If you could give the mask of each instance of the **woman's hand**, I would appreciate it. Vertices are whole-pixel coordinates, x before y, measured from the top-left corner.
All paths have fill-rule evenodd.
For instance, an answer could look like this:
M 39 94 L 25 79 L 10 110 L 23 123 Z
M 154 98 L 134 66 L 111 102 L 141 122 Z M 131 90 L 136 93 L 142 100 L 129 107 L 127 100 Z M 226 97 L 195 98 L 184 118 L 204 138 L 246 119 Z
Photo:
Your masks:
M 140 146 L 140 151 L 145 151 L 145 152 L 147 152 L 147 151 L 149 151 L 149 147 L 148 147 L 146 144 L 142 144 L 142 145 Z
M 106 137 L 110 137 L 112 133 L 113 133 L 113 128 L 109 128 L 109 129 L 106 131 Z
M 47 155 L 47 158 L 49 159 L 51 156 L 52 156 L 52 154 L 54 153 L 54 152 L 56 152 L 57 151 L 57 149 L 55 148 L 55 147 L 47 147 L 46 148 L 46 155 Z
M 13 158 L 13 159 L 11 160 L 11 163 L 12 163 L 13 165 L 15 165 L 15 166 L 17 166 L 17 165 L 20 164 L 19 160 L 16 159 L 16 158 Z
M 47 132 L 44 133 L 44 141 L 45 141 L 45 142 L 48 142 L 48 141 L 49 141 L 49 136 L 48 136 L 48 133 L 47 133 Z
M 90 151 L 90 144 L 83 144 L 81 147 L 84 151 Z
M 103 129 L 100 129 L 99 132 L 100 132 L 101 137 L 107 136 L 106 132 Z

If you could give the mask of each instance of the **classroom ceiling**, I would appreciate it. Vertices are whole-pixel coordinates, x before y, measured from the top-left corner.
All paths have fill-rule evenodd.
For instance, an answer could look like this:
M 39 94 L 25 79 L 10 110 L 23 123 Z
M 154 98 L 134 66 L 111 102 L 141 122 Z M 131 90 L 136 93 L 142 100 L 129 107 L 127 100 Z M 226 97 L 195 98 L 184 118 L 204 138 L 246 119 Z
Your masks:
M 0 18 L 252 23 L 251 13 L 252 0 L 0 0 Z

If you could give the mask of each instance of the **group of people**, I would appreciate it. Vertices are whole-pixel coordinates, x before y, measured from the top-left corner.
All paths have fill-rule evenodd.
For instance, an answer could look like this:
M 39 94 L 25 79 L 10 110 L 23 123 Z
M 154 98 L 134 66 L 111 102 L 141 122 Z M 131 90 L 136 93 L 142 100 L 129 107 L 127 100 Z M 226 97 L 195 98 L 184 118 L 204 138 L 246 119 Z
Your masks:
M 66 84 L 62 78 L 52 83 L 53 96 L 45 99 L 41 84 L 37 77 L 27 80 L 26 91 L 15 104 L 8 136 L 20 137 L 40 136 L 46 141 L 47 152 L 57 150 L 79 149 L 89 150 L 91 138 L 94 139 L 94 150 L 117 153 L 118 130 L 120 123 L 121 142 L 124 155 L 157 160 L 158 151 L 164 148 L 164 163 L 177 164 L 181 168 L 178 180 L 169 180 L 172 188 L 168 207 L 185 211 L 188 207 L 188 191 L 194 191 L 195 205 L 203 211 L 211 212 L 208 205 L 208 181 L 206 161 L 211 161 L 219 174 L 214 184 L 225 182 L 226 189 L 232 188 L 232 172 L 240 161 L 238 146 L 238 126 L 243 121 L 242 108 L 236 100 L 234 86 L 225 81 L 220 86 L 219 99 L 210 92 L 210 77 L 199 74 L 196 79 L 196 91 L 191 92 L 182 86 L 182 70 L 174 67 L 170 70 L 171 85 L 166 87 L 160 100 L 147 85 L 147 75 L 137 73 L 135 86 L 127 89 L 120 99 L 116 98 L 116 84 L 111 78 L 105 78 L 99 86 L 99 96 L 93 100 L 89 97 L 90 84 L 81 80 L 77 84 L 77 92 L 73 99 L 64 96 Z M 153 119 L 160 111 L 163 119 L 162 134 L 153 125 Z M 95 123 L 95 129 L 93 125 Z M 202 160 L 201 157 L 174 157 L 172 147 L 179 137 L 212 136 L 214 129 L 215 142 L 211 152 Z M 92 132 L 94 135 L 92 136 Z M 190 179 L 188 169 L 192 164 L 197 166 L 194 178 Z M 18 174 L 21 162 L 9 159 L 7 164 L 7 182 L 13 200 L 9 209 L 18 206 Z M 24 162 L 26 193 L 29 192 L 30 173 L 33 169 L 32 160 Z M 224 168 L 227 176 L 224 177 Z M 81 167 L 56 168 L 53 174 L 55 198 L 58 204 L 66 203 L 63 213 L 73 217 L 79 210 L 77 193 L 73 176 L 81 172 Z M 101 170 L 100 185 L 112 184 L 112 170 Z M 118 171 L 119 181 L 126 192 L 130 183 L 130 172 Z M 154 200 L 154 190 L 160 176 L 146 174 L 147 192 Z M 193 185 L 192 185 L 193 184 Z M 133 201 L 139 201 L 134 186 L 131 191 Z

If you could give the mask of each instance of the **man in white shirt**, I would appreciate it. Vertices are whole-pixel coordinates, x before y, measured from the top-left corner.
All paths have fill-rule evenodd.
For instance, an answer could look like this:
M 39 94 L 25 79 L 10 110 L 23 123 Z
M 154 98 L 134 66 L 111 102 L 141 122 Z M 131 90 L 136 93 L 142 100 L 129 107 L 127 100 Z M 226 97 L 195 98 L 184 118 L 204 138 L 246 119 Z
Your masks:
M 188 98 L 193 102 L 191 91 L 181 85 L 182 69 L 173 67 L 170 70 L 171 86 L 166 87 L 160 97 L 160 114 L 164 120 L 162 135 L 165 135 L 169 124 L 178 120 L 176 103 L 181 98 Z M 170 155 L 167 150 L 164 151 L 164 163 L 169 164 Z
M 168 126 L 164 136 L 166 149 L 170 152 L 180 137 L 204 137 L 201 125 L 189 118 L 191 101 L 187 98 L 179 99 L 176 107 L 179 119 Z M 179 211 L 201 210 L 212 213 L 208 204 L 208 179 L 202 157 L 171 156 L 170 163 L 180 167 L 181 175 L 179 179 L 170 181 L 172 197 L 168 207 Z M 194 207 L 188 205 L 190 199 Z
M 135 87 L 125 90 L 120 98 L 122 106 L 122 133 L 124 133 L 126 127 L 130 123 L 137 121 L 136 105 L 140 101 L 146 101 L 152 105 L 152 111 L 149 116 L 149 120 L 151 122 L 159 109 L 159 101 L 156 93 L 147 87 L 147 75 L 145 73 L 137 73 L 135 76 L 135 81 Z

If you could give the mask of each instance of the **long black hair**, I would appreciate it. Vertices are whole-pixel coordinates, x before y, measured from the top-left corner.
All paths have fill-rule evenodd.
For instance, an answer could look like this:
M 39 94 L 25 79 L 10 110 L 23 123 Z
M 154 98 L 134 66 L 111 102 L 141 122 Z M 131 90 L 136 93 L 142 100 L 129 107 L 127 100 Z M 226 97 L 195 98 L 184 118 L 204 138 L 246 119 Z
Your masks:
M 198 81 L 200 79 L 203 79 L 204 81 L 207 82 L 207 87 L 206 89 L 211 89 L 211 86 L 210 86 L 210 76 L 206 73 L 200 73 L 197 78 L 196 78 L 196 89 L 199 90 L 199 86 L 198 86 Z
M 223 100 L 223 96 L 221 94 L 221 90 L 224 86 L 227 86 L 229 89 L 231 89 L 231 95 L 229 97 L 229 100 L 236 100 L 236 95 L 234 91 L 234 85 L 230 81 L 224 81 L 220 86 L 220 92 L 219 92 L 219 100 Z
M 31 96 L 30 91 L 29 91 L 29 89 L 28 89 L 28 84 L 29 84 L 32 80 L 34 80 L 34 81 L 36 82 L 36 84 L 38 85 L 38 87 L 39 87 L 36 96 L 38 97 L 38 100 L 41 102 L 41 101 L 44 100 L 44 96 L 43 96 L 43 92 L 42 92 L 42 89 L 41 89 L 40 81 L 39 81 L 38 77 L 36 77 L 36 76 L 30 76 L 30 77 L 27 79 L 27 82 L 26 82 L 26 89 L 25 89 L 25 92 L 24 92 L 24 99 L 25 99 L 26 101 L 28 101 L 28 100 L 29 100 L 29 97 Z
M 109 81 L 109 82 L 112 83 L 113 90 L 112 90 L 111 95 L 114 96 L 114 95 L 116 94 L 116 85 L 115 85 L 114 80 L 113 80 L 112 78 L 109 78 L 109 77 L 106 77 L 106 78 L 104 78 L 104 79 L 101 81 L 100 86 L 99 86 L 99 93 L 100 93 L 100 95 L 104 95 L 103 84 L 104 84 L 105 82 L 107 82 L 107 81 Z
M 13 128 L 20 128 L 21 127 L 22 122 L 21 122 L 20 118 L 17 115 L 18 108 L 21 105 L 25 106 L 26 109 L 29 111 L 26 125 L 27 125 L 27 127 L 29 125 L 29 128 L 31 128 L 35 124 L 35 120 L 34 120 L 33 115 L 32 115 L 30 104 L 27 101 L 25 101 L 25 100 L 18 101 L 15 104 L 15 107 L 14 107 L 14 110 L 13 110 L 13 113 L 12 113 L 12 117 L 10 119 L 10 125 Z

○ ○ ○ ○

Arrange the lines of the data above as a numbered list, from the line containing "of the **long" through the line containing "M 198 81 L 200", with both of those lines included and any blank lines omitted.

### Answer to the exercise
1. If you could give the mask of each instance of the **long black hair**, I would appreciate it. Vertices are whole-pixel coordinates, x before y, measured from the top-left corner.
2. All paths have fill-rule evenodd.
3. For instance, an answer could look like this:
4. M 39 94 L 25 79 L 10 110 L 23 123 Z
5. M 154 98 L 134 66 L 111 102 L 141 122 Z M 131 90 L 136 93 L 142 100 L 129 107 L 127 100 Z M 226 97 L 195 98 L 184 118 L 204 138 L 246 119 Z
6. Your masks:
7. M 198 81 L 200 79 L 203 79 L 204 81 L 207 82 L 207 87 L 206 89 L 211 89 L 211 86 L 210 86 L 210 76 L 206 73 L 200 73 L 197 78 L 196 78 L 196 89 L 199 90 L 199 86 L 198 86 Z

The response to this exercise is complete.